Start at the top and transcribe every record through the final line exactly.

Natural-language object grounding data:
++++++++++
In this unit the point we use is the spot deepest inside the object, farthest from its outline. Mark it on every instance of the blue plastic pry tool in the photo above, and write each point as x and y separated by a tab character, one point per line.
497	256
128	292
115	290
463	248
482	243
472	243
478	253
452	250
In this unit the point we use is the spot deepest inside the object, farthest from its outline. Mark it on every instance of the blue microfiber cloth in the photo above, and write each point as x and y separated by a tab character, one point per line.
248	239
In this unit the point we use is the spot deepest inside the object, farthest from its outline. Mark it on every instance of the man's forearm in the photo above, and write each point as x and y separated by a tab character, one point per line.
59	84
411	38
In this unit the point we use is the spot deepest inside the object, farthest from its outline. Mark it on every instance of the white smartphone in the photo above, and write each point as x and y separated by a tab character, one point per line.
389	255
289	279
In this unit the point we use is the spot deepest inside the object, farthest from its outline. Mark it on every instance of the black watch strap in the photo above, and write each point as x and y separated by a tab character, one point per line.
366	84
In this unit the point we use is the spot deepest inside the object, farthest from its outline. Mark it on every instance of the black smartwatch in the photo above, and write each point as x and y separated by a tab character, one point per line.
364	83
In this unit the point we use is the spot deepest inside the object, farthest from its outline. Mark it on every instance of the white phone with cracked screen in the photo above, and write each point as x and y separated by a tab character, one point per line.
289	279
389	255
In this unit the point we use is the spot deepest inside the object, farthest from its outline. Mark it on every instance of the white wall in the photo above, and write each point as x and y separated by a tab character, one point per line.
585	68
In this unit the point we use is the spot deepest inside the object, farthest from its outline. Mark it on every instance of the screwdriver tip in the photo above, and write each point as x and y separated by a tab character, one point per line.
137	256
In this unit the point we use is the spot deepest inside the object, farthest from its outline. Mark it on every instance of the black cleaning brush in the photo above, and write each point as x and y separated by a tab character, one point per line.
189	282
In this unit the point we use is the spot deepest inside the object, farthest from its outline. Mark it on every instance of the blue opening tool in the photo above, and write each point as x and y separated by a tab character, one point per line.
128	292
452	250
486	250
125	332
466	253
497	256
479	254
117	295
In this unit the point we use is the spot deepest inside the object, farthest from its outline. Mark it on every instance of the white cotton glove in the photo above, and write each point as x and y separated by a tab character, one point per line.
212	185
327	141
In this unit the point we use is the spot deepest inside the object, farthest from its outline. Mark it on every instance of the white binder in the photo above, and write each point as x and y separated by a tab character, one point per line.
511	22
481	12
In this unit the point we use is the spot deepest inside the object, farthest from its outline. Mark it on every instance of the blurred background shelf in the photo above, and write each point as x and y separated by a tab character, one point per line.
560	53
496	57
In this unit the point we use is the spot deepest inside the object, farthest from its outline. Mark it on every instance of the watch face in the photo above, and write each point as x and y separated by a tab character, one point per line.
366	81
++++++++++
Answer for this exercise:
In this unit the point we use is the spot deepest inside the object, farthest from its outline. Mark it on every instance of the blue plastic pry tool in the photo above, and write each point as x and y separated by a tab character, one point per line.
497	256
128	292
115	290
463	248
482	243
472	243
478	253
452	250
In this unit the point we use is the spot deepest inside the object, farthest from its outline. Mark it on every instance of the blue microfiber cloth in the photo above, and write each point as x and y separated by a tab character, one point per line.
248	239
In this unit the point we use is the spot deepest inside the object, farthest from its outline. Mark it on every instance of the man's forearm in the photo above, and write each point as x and y separated by a tab character, one point per line.
59	84
411	38
In this unit the point we use is the spot deepest inside the object, farthest from its outline. Mark it on every instance of the white smartphone in the photo above, and write each point as x and y separated by a tab character, one point per line.
389	255
289	279
In this unit the point we use is the spot deepest inside the object, farthest from its outline. Mark it on every instance of the black watch strap in the photo above, and write each point as x and y separated by a tab character, one point per line.
366	84
In this unit the point we use is the spot deepest inside the object, farthest from its outline. Mark it on every instance of the black smartwatch in the photo above, and write each point as x and y separated by a tab character, one point per line.
364	83
In this unit the point we use is the spot deepest inside the object, farthest from its outline. Mark it on every instance of the white phone with cracked screen in the photo above, and write each point as x and y separated by a tab character, one point per line.
289	279
389	255
In this unit the point we use is the spot deepest inside the object, farthest from its outline. Mark it on every instance of the white wall in the photo above, and write each point as x and y separated by a tab character, one point per line.
585	68
In this unit the point we use is the spot deepest inside the object, farthest from its outline. Mark it on every instance of the screwdriver tip in the photo above, and write each point as x and y separated by a tab character, one point per line.
137	256
In this unit the point we use is the spot deepest inside the object, farthest from its outline. Mark it on every instance of the black cleaning brush in the photo above, and write each point as x and y separated by a tab character, one point per line.
189	282
In this unit the point we use is the spot deepest inside the object, farthest from its outline. Mark it on every instance of the blue opening tool in the photo above, and write each point as x and y separated by a tab character, one point per line.
128	292
452	250
486	250
125	332
466	253
497	256
479	254
117	295
In this unit the point we use is the spot deepest inside the object, farthest from its outline. Mark it on every instance of the white cotton glove in the photo above, and write each point as x and y separated by a tab character, one point per line.
212	185
327	141
In this unit the point we use is the spot deepest inside the object, farthest from its outline. Mark it on every instance of the white binder in the photo above, and write each point as x and y separated by a tab character, one point per line.
511	22
481	12
In this unit the point we use is the spot deepest inside the object, farthest from its outline. Mark it on every instance of the blurred background shelf in the photo above, and write each point as x and y separated by a tab character, one point per line.
560	53
496	57
In this unit the point we use is the spot deepest inside the object, farthest from its outline. Mark it on every instance of the watch face in the photo above, and write each point as x and y separated by a tab character, one point per line.
366	81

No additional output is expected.